(EXCERPT Opens)
During the operation of the mill, the rotational speed, filling rate, and ball size are operating parameters that can change during the process and influence in different ways the dynamics of the load inside the mill, and consequently, of the entire structure [4]. The mill speed is defined as the percentage of the critical speed ${ \mathrm{C}}_{\mathrm{s}}$. The critical speed ${\mathrm{C}}_{\mathrm{s}}$ of the mill is the rotation speed at which the balls are subject to centrifugal force while adhering to the inner surface of the drum [4,24,25]. It can be calculated by the following Equation (1).

$${\mathrm{C}}_{\mathrm{s}}=\frac{42.3}{\sqrt{{\mathrm{D}}_{\mathrm{M}}}}$$

(1)

where ${\mathrm{D}}_{\mathrm{M}}$ is the average diameter of the mill. The critical speed of the mill simulated in this paper was 5.04 (rad/s). Four speed levels from 30% to 95% of this speed were considered. The filling rate ${\mathrm{F}}_{\mathrm{r}}$ is the fraction of the internal volume of the mill occupied by the circulating load. The four simulated filling rates ranged from 5% to 35% and the simulated mill was successively fed with balls of diameter ranging from 30 to 120 mm. The choice of these three parameters is justified by the fact that their influence has been noticed through industrial observations during the grinding process. For example, the reduction in ball size due to wear leads to an outward ejection of the balls. This phenomenon has a direct influence on the filling rate. It is often decided to increase the number of balls to achieve the filling rate required for grinding ores. Moreover, the rotation speed of the mill affects the type of ore grain size and varying this speed can often adjust the grain size at the outlet of the mill by. The grinding can therefore be carried out in cascade or cataract modes, depending on whether the rotation speed is close to or far below the critical speed.
(EXCERPT Closes)
(DATA SECTION Opens)
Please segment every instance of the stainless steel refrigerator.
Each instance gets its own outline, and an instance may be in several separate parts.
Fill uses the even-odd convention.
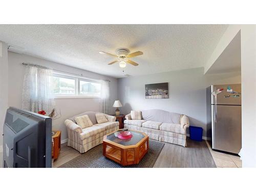
[[[242,147],[241,84],[212,85],[207,95],[212,148],[238,154]]]

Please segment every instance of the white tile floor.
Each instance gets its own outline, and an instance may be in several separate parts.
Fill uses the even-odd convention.
[[[242,168],[240,157],[212,151],[209,141],[206,143],[218,168]]]

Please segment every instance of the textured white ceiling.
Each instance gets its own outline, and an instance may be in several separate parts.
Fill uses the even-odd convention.
[[[115,77],[204,67],[228,25],[0,25],[0,40],[25,54]],[[111,57],[118,48],[144,54],[124,72]],[[54,67],[53,67],[54,68]]]
[[[241,33],[239,32],[206,73],[241,72]]]

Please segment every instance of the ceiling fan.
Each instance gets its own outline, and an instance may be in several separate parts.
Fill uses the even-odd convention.
[[[126,66],[126,63],[131,64],[134,66],[138,66],[139,64],[129,59],[129,58],[141,55],[143,54],[143,53],[141,51],[136,51],[136,52],[129,54],[129,50],[125,48],[119,48],[117,49],[116,51],[116,55],[106,53],[104,51],[100,51],[99,53],[103,55],[107,55],[112,57],[117,57],[115,60],[109,63],[108,65],[112,65],[117,62],[119,62],[119,67],[122,68],[125,68]]]

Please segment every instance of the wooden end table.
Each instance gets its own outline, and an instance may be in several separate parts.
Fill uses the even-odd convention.
[[[112,116],[116,117],[116,121],[118,121],[119,122],[119,129],[123,129],[123,120],[125,116],[123,114],[120,114],[119,115],[112,115]]]
[[[53,143],[52,147],[52,158],[53,160],[56,159],[60,151],[61,131],[53,131],[54,134],[52,136]]]
[[[120,131],[104,136],[103,155],[123,166],[139,163],[148,151],[148,136],[144,133],[130,130],[133,137],[121,139],[117,137]]]

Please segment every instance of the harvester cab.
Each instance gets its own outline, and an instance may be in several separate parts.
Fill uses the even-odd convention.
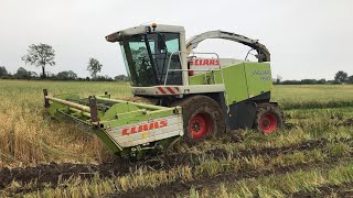
[[[193,52],[207,38],[247,45],[257,52],[257,62]],[[156,23],[126,29],[106,40],[120,45],[132,94],[157,103],[110,99],[108,94],[50,97],[46,90],[44,100],[55,118],[90,125],[117,155],[165,148],[179,139],[195,143],[227,135],[228,130],[255,128],[270,134],[282,127],[282,112],[270,101],[270,54],[257,40],[211,31],[186,41],[183,26]]]

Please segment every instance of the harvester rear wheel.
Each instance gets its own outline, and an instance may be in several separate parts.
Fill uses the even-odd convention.
[[[196,95],[175,101],[172,107],[183,110],[184,140],[196,143],[211,135],[225,131],[225,123],[220,105],[210,97]]]
[[[284,113],[274,105],[264,103],[257,107],[254,128],[264,134],[271,134],[284,125]]]

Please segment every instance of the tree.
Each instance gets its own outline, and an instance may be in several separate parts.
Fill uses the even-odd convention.
[[[0,66],[0,78],[1,77],[7,77],[8,76],[8,70],[4,66]]]
[[[349,79],[346,80],[347,84],[353,84],[353,75],[349,77]]]
[[[338,84],[346,82],[347,79],[349,75],[343,70],[338,72],[334,76],[334,81],[336,81]]]
[[[29,79],[31,78],[31,72],[25,70],[25,68],[20,67],[18,72],[14,74],[15,78],[20,79]]]
[[[34,65],[36,67],[42,67],[42,78],[45,78],[45,66],[54,66],[55,62],[55,51],[51,45],[42,44],[30,45],[28,54],[22,57],[22,61],[25,64]]]
[[[87,70],[90,73],[92,78],[97,78],[97,73],[100,73],[101,66],[98,59],[89,58]]]

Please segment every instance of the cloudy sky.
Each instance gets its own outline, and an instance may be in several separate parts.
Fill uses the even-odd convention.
(DATA SECTION Closes)
PROBLEM SET
1 > According to the excerpt on ball mill parameters, what was the critical speed of the simulated mill?
2 > Retype the part of the excerpt on ball mill parameters that begins at the words "During the operation" and stops after "following Equation (1).".
The data is not needed here.

LIST OF SOLUTIONS
1 > The critical speed was 5.04 rad/s.

2 >
During the operation of the mill, the rotational speed, filling rate, and ball size are operating parameters that can change during the process and influence in different ways the dynamics of the load inside the mill, and consequently, of the entire structure [4]. The mill speed is defined as the percentage of the critical speed ${ \mathrm{C}}_{\mathrm{s}}$. The critical speed ${\mathrm{C}}_{\mathrm{s}}$ of the mill is the rotation speed at which the balls are subject to centrifugal force while adhering to the inner surface of the drum [4,24,25]. It can be calculated by the following Equation (1).